What is expected:
Locate each line in the data below that includes the word "shoulder" and copy those lines.

Data extract:
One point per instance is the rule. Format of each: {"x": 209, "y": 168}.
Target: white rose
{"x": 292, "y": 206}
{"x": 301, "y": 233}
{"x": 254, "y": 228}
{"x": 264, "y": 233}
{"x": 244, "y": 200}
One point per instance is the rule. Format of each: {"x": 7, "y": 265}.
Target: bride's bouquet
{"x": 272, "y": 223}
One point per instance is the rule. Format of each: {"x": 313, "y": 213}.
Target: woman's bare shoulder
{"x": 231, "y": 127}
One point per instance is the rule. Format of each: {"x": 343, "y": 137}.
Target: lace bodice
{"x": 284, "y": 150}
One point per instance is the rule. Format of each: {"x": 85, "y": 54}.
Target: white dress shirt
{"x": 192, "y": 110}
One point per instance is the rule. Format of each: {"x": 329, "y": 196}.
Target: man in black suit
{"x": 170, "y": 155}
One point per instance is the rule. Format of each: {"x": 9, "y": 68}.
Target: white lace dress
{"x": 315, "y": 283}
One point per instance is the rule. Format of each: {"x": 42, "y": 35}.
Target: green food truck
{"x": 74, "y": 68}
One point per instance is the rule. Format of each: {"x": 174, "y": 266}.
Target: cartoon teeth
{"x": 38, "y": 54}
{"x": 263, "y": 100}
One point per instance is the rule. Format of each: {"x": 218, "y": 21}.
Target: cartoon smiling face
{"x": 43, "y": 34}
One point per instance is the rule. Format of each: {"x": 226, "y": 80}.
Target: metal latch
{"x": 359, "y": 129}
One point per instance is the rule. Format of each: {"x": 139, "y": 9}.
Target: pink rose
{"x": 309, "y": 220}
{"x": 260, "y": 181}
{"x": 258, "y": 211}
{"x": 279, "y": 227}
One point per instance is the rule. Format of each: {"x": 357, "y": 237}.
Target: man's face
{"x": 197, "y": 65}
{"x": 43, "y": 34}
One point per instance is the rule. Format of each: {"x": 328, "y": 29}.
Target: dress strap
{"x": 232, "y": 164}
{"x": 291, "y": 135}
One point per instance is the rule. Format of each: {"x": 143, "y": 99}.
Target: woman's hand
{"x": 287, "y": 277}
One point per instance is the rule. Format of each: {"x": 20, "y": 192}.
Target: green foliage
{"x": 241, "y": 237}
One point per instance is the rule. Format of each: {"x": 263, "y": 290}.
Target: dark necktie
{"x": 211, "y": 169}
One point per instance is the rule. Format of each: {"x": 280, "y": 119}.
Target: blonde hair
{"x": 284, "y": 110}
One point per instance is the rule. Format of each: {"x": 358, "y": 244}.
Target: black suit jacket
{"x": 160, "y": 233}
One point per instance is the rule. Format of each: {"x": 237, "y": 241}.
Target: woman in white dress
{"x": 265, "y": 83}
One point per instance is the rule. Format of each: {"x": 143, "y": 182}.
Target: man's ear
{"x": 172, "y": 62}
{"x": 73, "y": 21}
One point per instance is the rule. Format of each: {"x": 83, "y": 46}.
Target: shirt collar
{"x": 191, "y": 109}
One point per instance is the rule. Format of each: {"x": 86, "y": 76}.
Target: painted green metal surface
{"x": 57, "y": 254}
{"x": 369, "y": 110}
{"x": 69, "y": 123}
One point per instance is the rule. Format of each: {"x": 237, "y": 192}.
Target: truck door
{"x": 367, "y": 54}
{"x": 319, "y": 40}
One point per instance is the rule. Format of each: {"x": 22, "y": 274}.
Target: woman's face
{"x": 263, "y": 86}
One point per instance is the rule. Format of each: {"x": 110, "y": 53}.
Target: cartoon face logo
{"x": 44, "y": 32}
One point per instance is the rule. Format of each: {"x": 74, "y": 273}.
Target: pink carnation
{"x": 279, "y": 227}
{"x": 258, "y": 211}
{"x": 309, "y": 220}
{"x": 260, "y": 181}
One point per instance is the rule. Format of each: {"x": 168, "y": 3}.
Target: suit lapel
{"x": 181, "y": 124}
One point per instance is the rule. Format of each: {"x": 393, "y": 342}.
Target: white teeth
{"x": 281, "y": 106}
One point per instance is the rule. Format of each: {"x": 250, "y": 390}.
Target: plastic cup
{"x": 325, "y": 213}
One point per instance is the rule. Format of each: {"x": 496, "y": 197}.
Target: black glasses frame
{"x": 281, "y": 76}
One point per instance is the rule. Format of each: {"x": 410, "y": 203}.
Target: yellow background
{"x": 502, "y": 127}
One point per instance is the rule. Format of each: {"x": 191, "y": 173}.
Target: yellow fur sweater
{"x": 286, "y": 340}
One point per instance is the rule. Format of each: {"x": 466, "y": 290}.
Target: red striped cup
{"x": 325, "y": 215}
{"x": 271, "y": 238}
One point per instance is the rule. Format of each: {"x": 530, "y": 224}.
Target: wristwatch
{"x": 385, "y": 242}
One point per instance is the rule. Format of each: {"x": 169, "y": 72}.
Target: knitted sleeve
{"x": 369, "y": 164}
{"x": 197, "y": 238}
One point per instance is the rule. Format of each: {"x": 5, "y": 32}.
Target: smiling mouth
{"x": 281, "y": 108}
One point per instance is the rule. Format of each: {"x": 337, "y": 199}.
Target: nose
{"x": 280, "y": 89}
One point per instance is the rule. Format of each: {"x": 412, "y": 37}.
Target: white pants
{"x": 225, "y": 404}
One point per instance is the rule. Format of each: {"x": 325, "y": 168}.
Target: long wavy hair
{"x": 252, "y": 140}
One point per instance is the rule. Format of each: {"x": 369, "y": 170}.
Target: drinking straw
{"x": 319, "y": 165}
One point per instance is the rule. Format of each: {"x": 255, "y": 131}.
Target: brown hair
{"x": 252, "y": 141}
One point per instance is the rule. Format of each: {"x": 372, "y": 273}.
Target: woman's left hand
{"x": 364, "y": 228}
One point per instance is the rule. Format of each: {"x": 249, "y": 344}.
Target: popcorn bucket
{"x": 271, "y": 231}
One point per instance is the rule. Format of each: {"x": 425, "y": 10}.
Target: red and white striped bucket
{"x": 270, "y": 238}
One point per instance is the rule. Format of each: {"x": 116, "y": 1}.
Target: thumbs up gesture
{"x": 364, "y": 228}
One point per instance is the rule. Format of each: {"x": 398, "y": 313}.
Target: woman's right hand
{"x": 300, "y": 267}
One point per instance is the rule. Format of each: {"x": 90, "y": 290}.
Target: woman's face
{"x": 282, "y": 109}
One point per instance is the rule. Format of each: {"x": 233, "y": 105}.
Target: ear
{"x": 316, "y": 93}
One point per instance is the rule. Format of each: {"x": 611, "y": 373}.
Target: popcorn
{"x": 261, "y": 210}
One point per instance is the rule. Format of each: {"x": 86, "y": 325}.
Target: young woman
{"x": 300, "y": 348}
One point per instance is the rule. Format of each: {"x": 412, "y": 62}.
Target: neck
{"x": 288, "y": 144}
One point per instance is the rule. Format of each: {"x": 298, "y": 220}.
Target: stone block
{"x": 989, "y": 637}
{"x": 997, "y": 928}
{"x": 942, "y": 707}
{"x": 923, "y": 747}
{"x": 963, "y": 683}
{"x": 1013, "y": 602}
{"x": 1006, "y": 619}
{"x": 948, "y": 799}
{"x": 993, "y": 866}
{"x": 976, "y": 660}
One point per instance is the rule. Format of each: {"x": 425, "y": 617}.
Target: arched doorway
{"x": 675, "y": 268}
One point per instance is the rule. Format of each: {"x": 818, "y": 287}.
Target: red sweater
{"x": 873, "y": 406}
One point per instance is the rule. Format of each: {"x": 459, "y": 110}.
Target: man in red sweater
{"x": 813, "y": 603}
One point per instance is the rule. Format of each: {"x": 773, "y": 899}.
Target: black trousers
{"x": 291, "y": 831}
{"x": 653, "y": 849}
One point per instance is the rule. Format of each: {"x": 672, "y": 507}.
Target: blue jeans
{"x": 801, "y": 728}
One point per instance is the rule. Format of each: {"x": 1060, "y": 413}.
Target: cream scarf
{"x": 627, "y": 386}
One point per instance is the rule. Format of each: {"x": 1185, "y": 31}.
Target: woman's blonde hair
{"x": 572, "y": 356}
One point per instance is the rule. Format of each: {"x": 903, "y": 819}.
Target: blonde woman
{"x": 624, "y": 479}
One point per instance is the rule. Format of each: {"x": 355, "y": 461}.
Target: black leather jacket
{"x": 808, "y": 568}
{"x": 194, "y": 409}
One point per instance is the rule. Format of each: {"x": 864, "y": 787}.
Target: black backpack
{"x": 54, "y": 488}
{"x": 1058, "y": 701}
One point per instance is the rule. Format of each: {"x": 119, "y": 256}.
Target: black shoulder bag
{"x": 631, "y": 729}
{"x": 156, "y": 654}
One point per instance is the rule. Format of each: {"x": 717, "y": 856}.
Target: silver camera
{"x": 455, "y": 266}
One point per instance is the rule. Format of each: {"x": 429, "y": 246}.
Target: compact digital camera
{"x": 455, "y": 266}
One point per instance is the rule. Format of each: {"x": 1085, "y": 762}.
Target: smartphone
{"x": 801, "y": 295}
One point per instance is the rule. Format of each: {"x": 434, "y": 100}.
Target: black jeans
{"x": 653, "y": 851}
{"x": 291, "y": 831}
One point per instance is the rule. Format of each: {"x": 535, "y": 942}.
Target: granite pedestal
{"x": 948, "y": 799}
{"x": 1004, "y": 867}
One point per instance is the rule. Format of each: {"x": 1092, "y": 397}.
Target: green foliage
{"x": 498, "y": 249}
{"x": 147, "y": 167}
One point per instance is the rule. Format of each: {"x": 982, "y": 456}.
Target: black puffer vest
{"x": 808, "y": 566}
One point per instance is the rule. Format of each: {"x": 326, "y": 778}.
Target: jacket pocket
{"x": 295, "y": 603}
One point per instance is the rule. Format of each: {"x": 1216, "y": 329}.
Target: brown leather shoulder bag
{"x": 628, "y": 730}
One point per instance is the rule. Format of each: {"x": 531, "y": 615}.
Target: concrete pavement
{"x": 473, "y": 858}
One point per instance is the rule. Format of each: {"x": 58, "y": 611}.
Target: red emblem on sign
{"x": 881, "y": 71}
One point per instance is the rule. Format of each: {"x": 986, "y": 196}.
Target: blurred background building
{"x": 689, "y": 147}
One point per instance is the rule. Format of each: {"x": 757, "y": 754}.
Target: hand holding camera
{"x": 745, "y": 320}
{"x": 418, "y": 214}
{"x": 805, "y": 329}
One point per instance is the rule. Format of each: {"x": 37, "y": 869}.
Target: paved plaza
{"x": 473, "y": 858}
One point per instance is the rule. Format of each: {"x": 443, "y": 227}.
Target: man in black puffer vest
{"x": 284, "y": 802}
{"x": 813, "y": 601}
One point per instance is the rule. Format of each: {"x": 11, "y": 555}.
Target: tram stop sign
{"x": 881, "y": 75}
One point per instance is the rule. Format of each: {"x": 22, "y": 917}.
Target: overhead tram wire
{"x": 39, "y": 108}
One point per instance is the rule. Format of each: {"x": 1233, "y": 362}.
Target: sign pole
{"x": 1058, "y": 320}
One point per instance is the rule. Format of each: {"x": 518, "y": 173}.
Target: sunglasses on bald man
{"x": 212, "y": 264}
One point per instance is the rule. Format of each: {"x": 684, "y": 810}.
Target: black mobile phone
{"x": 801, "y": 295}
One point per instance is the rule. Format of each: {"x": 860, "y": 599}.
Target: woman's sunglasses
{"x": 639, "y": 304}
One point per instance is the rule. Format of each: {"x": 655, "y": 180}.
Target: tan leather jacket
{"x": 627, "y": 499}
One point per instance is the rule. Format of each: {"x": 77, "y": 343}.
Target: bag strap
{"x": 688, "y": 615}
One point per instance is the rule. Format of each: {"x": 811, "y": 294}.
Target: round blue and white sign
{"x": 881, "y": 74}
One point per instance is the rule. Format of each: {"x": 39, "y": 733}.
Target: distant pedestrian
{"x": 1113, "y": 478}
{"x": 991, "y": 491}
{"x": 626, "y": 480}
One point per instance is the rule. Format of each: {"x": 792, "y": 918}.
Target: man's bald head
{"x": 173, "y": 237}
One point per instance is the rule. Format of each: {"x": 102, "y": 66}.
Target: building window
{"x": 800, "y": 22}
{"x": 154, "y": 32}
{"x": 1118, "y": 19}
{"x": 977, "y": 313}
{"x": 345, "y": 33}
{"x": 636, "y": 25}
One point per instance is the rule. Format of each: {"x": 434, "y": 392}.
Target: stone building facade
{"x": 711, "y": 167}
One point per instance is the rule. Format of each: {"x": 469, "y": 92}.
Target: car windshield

Result for this task:
Target: woman's bare shoulder
Target: black shoulder bag
Target: brown leather shoulder bag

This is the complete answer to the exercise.